> _The task_
Could you write what comes next in the thread about Sparrowhawk running slower than the Python normalizer, picking up right after its final line?

> _Text block_
◆ ◆ ◆ ◆ ◆ ◆ ◆

NeMo-text-processing
NeMo-text-processing copied to clipboard
Sparrowhawk slower than Python implementation
Describe the bug
As you guys suggested, I tried exporting the grammars and run the normalizer with Sparrowhawk. But it actually takes even longer than Python. n_utts vs time_taken for Sparrowhawk: 100: 0m27.430s 50: 0m15.666s 10: 0m4.690s
For python: 100: 11s 50: 5.6s 10: 0.85s
The time taken for Sparrowhawk seems a bit non-linear.
Steps/Code to reproduce bug
Exported my custom grammar and ran the Sparrowhawk docker. There was another issue reporting this slowdown: https://github.com/NVIDIA/NeMo-text-processing/issues/82
Expected behavior
C++ supposed to be faster.
Environment overview (please complete the following information)
- Environment location: GCP
- Method of NeMo install: poetry
Environment details
Additional context
@anand-nv could you please comment on this?
Can you provide the steps your are following to evaluate. Providing Python scripts and sparrowhawk code snippets used for benchmarking and performing ITN/TN would be useful.
For python, I'm simply initializing the text normalizer and running it in a for loop
normalizer = Normalizer(
input_case='cased',
lang='en',
whitelist='path/to/whitelist.tsv',
overwrite_cache=False,
cache_dir='./assets/'
)
for each line of text in a file:
line = normalizer.normalize(line, punct_pre_process=True, punct_post_process=True, verbose=True)
Sparrowhawk
bash export_grammars.sh --GRAMMARS=tn_grammars --LANGUAGE=en --OVERWRITE_CACHE=true --WHITELIST path/to/whitelist.tsv --INPUT_CASE=cased --MODE=interactive
and in the docker container, I replaced the test.txt with my own text and
time normalizer_main --config=sparrowhawk_configuration.ascii_proto --multi_line_text < test.txt > results.txt
I also modified normalizer_main.cc to print out the actual time taken in the loop
const auto normalize_start = std::chrono::steady_clock::now();
for (const auto& sentence : sentences) {
string output;
normalizer->Normalize(sentence, &output);
std::cout << output << std::endl;
}
const auto normalize_end = std::chrono::steady_clock::now();
const auto normalize_time = std::chrono::duration_cast<std::chrono::milliseconds>(
normalize_end - normalize_start).count();
std::cerr << "Time taken to normalize: " << normalize_time << " milliseconds" << std::endl;
Do you have the "actual time estimates" for the C++ implementation normalizer_main.cc ?
Do you have the "actual time estimates" for the C++ implementation
normalizer_main.cc?

◆ ◆ ◆ ◆ ◆ ◆ ◆

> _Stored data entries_

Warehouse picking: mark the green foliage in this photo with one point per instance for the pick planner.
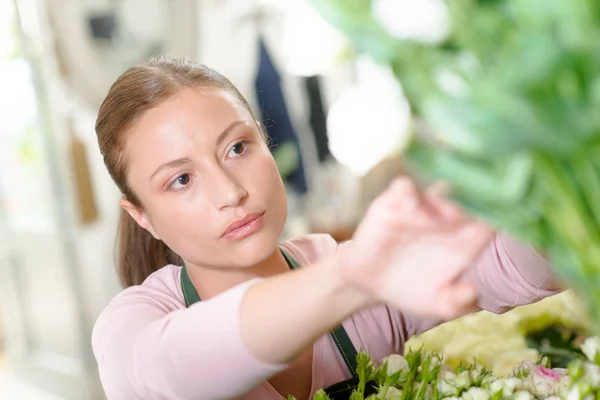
(517, 133)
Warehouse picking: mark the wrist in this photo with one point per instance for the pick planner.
(342, 290)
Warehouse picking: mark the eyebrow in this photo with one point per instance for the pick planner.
(184, 160)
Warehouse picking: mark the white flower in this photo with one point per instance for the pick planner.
(463, 379)
(476, 372)
(522, 395)
(506, 385)
(545, 381)
(524, 369)
(395, 363)
(476, 394)
(592, 372)
(434, 361)
(574, 393)
(591, 347)
(446, 383)
(425, 21)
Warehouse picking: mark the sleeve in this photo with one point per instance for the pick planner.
(507, 274)
(145, 351)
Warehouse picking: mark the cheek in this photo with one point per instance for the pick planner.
(266, 176)
(178, 222)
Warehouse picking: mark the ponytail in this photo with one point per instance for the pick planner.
(139, 253)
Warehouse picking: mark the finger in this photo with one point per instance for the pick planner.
(408, 205)
(437, 198)
(457, 300)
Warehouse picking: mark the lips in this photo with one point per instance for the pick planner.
(243, 227)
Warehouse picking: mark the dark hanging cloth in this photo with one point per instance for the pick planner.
(274, 113)
(317, 116)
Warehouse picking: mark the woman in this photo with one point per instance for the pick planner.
(201, 190)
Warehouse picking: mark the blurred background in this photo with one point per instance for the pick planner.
(336, 120)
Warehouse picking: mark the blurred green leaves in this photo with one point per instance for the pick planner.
(511, 105)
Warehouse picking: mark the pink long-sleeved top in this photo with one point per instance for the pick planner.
(148, 345)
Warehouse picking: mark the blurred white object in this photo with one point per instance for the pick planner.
(425, 21)
(311, 45)
(370, 121)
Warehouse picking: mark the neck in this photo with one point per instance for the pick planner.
(211, 281)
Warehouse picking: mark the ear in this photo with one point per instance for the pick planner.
(139, 216)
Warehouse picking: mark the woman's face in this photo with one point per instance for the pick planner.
(207, 182)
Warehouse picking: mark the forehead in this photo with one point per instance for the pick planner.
(191, 117)
(181, 127)
(204, 112)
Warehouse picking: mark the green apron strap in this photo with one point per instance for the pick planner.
(339, 334)
(189, 291)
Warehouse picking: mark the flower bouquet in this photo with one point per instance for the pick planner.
(505, 97)
(422, 375)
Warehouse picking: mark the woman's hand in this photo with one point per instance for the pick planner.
(410, 250)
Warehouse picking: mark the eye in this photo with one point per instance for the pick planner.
(237, 149)
(181, 182)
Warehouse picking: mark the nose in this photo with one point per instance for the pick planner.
(225, 190)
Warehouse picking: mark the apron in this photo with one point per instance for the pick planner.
(339, 391)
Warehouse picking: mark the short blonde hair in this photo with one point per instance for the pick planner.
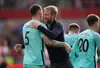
(53, 9)
(73, 25)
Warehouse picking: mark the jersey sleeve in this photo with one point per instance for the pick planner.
(97, 40)
(75, 50)
(41, 34)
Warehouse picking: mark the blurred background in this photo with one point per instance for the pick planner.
(14, 13)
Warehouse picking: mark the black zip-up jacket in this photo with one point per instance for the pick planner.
(56, 32)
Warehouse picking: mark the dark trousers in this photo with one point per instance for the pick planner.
(65, 64)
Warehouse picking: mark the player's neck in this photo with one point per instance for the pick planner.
(35, 18)
(92, 28)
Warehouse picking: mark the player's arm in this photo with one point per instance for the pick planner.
(55, 43)
(97, 40)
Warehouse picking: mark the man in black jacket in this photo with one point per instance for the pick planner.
(59, 57)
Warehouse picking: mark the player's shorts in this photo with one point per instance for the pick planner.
(33, 66)
(65, 64)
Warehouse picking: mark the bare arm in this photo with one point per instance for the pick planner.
(55, 43)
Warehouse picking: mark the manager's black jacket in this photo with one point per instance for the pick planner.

◆ ◆ ◆ ◆ ◆ ◆ ◆

> _Answer for the task_
I don't have the numbers / the docker container open anymore but like I said it's always around 600 ms less than the bash time. So it was about 100: 26.8s 50: 15s 10: 4s which is why I assume the init time was around 600ms
Are you using the Dockerfile provided here for building sparrowhawk. If so can you try adding 'CXXFLAGS' and 'CFLAGS' to ./configure and rebuild the docker. ./configure CFLAGS='-g -O2 -w' CXXFLAGS='-g -O2 -w'
I see let me try, thanks
I got this error trying to compile:
79.22 libtool: link: g++ -g -O2 -w -std=c++11 -o .libs/normalizer_main normalizer_main.o ../lib/.libs/libsparrowhawk.so -L/usr/local/lib/fst -lthrax -lfstfar -lfst -lm -ldl -lprotobuf -l
re2
79.29 ../lib/.libs/libsparrowhawk.so: undefined reference to `fst::internal::DenseSymbolMap::Find(std::__cxx11::basic_string<char, std::char_traits<char>, std::allocator<char> > const&) c
onst'
79.29 collect2: error: ld returned 1 exit status
This issue is stale because it has been open for 30 days with no activity. Remove stale label or comment or this will be closed in 7 days.
This issue was closed because it has been inactive for 7 days since being marked as stale.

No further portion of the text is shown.